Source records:
[Start of section]
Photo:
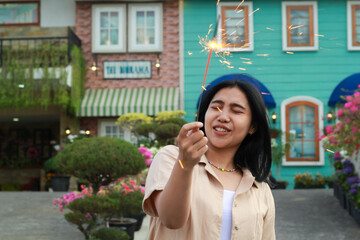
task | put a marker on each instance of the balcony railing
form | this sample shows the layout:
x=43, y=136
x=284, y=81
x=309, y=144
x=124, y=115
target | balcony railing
x=38, y=51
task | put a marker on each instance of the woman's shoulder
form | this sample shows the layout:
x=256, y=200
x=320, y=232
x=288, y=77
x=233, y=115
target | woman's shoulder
x=263, y=186
x=168, y=153
x=170, y=150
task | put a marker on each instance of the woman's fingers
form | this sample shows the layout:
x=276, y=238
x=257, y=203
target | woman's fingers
x=189, y=128
x=192, y=143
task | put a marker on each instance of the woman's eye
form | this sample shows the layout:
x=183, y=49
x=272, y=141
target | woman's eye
x=237, y=111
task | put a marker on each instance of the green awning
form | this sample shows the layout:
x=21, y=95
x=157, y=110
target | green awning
x=115, y=102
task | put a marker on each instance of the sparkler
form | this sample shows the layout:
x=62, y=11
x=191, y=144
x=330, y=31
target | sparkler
x=181, y=164
x=330, y=150
x=213, y=45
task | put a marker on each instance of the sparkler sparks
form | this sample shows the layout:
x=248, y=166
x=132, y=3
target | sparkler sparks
x=291, y=27
x=181, y=164
x=330, y=150
x=239, y=5
x=214, y=45
x=254, y=11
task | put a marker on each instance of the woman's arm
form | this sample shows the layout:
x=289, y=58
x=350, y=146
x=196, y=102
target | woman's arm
x=173, y=203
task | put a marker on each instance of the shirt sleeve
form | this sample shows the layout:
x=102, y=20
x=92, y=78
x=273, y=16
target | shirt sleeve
x=158, y=176
x=269, y=219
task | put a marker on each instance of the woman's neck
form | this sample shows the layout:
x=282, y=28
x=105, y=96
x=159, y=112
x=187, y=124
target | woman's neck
x=221, y=158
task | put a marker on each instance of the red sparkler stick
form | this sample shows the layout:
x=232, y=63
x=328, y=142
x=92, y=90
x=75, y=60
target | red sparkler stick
x=206, y=69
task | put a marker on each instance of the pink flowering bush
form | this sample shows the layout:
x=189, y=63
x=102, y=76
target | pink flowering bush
x=345, y=135
x=66, y=200
x=147, y=154
x=89, y=211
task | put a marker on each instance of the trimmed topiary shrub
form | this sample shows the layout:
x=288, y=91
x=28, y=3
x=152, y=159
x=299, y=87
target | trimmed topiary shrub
x=111, y=234
x=167, y=133
x=11, y=186
x=100, y=160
[End of section]
| Try it |
Only the lines from the start of the records to the one containing "x=320, y=232" should be repeated, exactly and with both ends kept; drop any pictures.

| Your response |
Photo:
task | put a marker on each instance of the balcony railing
form | this sample shows the layout:
x=43, y=136
x=284, y=81
x=309, y=144
x=124, y=115
target | balcony railing
x=38, y=51
task | put a marker on each instance of the woman's shoulder
form | this sample shows the layout:
x=256, y=200
x=320, y=232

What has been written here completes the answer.